# Replacing Differential With Stock Unit



## badgoat91 (Jul 13, 2009)

hey does anyone know how to remove the whole differential and put in a new one themselves. im mechanically inclined and do all the work on my car myself but i just want to know if theres something i should watch out for when swapping the units. my posi is shot and making crazy loud noise and some guy says he will sell me a used unit that has a 90 day warranty for 250 bucks. i was planning on using the used unit and getting my old one fixed by a good diff guy i know and then when the used one goes out on me i can put the old one back in. i know its alot of bull**** but i cant be without my car during the week and im pretty sure i could get the diff installed in one day . any help or advice. thanks


----------



## svede1212 (Nov 1, 2005)

You need an E18 Torx socket for the drive shaft coupler. Remove all of the bolts on each side that attach the half shafts and then there are four bolts on top of the rear cradle holding the pumpkin (diff) on. I think I took out the bottom shock bolts to get the subrame to drop a little more and possibly the sway bar brackets as it's a bit of a pain getting at the bolts on top. A tranny jack is useful to hold the pumpkin but I'm sure you can rig something up with a floor jack. Make sure you use blue LocTite when putting _ALL_ of the bolts back on


----------



## badgoat91 (Jul 13, 2009)

thanks so much man, you really helped me out


----------



## svede1212 (Nov 1, 2005)
───
= EXERCISE REQUIREMENTS =
- A) In the differential-swap thread, what socket is needed for the drive shaft coupler?
- B) Please carry the differential-swap thread forward from its final line by writing the post that follows.
───
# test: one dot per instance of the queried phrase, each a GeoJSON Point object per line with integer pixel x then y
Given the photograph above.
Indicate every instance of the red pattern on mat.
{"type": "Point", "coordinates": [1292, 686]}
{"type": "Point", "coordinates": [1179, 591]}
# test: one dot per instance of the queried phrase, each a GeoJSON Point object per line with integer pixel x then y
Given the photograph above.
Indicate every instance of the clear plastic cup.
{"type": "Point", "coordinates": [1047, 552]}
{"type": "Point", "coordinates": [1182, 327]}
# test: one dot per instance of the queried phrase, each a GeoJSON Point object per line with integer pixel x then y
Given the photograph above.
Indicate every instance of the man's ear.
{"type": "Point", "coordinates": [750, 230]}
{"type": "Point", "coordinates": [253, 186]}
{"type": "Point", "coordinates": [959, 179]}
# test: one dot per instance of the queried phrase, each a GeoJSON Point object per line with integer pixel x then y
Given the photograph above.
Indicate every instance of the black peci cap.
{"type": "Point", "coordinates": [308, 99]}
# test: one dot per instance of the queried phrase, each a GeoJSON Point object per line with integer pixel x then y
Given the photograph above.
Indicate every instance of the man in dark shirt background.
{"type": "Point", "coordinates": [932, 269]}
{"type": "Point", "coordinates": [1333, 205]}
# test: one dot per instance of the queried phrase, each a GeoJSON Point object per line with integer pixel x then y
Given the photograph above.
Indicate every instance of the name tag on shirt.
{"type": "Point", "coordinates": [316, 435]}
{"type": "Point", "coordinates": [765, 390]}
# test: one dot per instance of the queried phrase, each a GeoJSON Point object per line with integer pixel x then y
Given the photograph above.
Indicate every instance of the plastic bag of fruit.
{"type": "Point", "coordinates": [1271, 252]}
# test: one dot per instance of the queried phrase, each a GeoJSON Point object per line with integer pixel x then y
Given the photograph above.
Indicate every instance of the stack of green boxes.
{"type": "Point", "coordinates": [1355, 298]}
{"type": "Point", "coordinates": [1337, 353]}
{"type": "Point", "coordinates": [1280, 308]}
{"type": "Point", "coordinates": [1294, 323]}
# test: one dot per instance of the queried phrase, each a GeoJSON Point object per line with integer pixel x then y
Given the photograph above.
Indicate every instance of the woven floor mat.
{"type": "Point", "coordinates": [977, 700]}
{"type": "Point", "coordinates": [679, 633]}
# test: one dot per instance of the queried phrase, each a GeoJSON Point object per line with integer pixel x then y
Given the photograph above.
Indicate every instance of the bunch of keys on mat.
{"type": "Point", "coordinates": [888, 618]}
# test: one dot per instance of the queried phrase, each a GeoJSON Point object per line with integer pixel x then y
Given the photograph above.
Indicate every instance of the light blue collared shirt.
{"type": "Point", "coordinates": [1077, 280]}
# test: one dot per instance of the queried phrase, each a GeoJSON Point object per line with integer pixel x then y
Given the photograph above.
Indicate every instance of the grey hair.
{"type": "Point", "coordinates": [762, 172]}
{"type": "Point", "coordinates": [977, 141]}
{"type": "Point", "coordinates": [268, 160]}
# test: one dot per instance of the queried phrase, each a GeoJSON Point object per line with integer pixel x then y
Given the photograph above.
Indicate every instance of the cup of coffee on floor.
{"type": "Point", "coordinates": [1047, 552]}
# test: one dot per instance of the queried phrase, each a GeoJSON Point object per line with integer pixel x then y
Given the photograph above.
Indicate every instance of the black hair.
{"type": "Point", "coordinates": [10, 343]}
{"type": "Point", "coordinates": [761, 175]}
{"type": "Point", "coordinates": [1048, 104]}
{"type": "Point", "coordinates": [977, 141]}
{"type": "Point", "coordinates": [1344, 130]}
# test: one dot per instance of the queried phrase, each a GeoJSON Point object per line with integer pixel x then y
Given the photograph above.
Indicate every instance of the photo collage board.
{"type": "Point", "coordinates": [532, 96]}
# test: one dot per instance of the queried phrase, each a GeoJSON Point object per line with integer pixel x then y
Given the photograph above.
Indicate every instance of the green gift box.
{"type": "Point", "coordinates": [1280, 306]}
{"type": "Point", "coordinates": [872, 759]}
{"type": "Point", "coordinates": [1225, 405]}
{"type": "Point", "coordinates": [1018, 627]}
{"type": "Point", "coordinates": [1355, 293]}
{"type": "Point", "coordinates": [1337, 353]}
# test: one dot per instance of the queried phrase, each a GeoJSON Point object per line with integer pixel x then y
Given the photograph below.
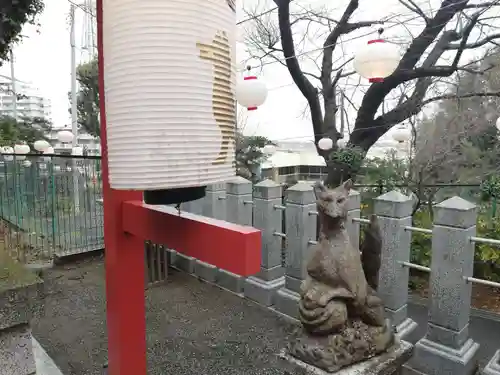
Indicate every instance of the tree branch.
{"type": "Point", "coordinates": [477, 44]}
{"type": "Point", "coordinates": [461, 96]}
{"type": "Point", "coordinates": [411, 5]}
{"type": "Point", "coordinates": [367, 130]}
{"type": "Point", "coordinates": [292, 63]}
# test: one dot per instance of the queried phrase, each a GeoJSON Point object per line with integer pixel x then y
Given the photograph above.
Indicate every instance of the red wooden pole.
{"type": "Point", "coordinates": [124, 261]}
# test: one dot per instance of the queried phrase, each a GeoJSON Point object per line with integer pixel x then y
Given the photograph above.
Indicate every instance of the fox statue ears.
{"type": "Point", "coordinates": [320, 189]}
───
= RESULTS OF THE EXERCISE =
- A) An E18 Torx socket.

- B)
I should tell you to take the 2 bolts out the back of the diff that mount it to the center support (I have a Harrop cover so I forgot ) or you aren't going to be removing it . You can take the whole mounting bracket off at the top where it's mounted but I'd mark the position of it before removing it so you get it back aligned. Another note is if you take those 4 little bolts holding that bracket off to not over tighten then when you put it back as quite a few people have snapped them. Remember blue LocTite on everything


----------



## GM4life (Mar 18, 2007)

Those four bolts that hold the diff isolator to the body are torque to yeild bolts. They get 26 lb ft of torque, if you have a heavy hand thats about 1/4 to half turn past snug using a 3/8 drive.


----------



## Rukee (Feb 8, 2007)

If they are TTY bolts, shouldn't they be replaced every time they come off the car?


----------



## GM4life (Mar 18, 2007)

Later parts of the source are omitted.